Exercise passage ::
Andrew Carnie was born in 1957 and lives and works in Winchester and London as an artist and lecturer. He studied chemistry and painting at Warren Wilson College, North Carolina, then zoology and psychology at Durham University, before gaining a BA in Fine Art from Goldsmiths College and an MA in Painting at the Royal College of Art.
His current practice concerns various scientific topics, primarily in the form of time-based installations. For ‘Head On’, a show on neurology at the Science Museum (in collaboration with the Wellcome Trust) Carnie produced a number of pieces of work centered around memory, the brain, and neuroscience, while working with neuroscientists at the Medical Research Center for Developmental Neurology, Kings College, London. The final work ‘Magic Forest’ was shown at the Science Museum in March 2002.
In July 2002, Carnie presented ‘Disperse’, a new work produced for ‘Hygiene – the art of public health’ at London School of Hygiene and Tropical Medicine in London. The work explores ideas around ‘removal’ and thoughts about the departure of the human body at death, looking at processes by which the body might be physically ‘dispersed’; be rendered back to atomic particles. This work was shown again at the Headquarters of Amnesty International, London, and at New College, Southampton, in November 2002.
Carnie has also run other ventures alongside his practice, like the Carnie Chaple Gallery from 1986 to 1988, and the Tram Depot Gallery, from 1994 to 1996. He has worked as a consultant for Greater London Arts and taught regularly at the Winchester School of Art since 1991 . His work has been exhibited extensively, both nationally and internationally. His solo shows include; ‘Disperse’ at the Amnesty International Headquarters in London in 2002, ‘Embark’ at the Millais Gallery in Southampton in 2002, ‘Fit to Travel’ at the Tram Depot Gallery in London 1998, ‘Return Journey’ at Columbus University Gallery in Georgia in 1997 and ‘Organic’ at the Tram Depot Gallery in London in 1995.

Available data ::

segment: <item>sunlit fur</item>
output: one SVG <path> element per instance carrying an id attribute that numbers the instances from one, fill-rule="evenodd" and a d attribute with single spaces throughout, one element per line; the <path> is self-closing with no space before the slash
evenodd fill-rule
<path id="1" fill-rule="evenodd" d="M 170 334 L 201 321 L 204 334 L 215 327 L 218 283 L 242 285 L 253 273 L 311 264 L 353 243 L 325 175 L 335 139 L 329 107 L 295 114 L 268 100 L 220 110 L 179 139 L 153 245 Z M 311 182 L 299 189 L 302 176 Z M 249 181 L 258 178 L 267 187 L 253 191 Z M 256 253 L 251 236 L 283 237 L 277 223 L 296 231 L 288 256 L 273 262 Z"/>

Instructions to follow ::
Set down, word for word, the part of the Andrew Carnie biography from "Andrew Carnie was" up to and including "in March 2002.".

Written response ::
Andrew Carnie was born in 1957 and lives and works in Winchester and London as an artist and lecturer. He studied chemistry and painting at Warren Wilson College, North Carolina, then zoology and psychology at Durham University, before gaining a BA in Fine Art from Goldsmiths College and an MA in Painting at the Royal College of Art.
His current practice concerns various scientific topics, primarily in the form of time-based installations. For ‘Head On’, a show on neurology at the Science Museum (in collaboration with the Wellcome Trust) Carnie produced a number of pieces of work centered around memory, the brain, and neuroscience, while working with neuroscientists at the Medical Research Center for Developmental Neurology, Kings College, London. The final work ‘Magic Forest’ was shown at the Science Museum in March 2002.